§ **Directions for this task**
Reproduce the top of the data verbatim, through and including the line that contains "the white fur".

[Opening Provided records section]

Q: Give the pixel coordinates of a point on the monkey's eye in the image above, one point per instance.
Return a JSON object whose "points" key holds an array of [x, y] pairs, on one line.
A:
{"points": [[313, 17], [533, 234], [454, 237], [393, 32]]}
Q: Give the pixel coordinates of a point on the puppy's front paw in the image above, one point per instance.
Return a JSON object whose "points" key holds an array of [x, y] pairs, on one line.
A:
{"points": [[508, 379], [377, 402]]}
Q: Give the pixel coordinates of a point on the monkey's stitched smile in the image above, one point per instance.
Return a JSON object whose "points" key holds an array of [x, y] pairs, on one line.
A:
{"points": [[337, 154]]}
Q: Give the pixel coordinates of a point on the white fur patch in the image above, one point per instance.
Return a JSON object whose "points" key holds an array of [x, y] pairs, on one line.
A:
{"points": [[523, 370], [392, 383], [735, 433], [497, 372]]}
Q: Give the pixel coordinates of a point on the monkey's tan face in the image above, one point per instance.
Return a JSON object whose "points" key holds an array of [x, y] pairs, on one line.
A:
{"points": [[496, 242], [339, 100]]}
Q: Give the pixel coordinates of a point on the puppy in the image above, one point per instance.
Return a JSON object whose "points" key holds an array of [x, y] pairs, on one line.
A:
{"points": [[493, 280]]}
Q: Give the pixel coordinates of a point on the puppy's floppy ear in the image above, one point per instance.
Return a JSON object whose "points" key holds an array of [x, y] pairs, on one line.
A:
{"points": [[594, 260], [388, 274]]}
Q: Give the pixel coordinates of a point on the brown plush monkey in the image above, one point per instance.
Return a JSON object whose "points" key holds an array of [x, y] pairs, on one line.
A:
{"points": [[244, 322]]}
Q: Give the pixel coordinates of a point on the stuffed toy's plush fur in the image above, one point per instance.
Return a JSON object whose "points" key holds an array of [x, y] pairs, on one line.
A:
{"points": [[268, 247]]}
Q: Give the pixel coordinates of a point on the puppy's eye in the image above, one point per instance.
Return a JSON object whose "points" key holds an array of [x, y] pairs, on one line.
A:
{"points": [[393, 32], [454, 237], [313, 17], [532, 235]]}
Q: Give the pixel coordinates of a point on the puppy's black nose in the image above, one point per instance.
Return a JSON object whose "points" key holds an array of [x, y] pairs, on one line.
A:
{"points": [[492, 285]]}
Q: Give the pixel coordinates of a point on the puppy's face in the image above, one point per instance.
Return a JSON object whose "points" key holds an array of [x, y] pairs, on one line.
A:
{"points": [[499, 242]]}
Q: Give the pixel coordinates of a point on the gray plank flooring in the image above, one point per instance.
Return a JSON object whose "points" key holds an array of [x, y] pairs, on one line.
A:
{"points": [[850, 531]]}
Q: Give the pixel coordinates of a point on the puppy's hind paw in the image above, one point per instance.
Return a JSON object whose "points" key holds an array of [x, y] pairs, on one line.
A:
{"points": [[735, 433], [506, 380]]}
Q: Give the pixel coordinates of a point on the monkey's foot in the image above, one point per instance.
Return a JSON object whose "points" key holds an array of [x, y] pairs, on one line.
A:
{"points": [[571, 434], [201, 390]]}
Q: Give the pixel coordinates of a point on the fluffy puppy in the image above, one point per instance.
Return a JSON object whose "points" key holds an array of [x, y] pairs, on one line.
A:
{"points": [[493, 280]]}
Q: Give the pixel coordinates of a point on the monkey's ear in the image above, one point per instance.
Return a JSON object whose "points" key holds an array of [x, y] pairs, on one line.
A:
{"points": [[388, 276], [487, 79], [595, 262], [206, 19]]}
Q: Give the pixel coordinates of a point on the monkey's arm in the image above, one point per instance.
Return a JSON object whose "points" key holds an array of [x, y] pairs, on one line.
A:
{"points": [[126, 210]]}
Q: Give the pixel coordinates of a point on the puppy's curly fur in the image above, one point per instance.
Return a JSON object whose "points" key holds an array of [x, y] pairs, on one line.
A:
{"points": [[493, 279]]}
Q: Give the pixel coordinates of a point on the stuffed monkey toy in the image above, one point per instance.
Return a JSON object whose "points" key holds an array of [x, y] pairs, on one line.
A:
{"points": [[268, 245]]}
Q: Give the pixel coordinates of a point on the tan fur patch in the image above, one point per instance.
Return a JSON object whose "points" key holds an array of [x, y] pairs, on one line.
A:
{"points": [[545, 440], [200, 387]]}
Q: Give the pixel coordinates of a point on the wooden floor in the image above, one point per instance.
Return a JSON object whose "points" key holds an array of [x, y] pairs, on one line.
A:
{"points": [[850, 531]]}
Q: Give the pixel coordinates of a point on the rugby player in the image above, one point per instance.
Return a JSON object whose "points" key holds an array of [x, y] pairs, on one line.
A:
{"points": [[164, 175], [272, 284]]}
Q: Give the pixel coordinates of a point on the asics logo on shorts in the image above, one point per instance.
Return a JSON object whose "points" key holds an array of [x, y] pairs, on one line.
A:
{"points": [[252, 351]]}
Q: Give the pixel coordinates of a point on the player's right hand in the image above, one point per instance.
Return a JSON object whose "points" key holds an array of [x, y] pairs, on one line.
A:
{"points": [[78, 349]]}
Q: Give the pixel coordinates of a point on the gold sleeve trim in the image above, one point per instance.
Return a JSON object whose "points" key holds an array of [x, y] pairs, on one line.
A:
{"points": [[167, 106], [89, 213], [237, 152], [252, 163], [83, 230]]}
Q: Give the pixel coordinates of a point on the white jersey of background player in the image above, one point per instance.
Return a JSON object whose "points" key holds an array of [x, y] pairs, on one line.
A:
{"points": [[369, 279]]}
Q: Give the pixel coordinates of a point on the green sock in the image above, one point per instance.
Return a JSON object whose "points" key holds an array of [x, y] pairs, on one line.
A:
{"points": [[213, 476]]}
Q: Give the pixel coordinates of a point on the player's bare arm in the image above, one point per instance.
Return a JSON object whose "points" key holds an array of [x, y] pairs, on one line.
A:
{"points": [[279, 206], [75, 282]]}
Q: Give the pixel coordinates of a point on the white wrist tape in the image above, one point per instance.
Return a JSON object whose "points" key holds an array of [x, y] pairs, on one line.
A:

[Closing Provided records section]

§ **Answer to this exercise**
Q: Give the pixel coordinates of a point on the monkey's eye in the image above, one point per instance.
Return a JSON object whose "points" key holds an array of [x, y] pairs, on one line.
A:
{"points": [[313, 17], [533, 234], [454, 237], [393, 32]]}
Q: Give the pixel coordinates of a point on the puppy's front paw in the image above, one point per instance.
Return a JSON object whose "points" key holds an array of [x, y] pairs, on one line.
A:
{"points": [[508, 379], [377, 402]]}
Q: Give the pixel coordinates of a point on the monkey's stitched smile in the image above, one point per instance.
Return a JSON object whose "points" key holds an array of [x, y] pairs, on one line.
A:
{"points": [[337, 154]]}
Q: Give the pixel coordinates of a point on the white fur patch in the image above, one point per instance.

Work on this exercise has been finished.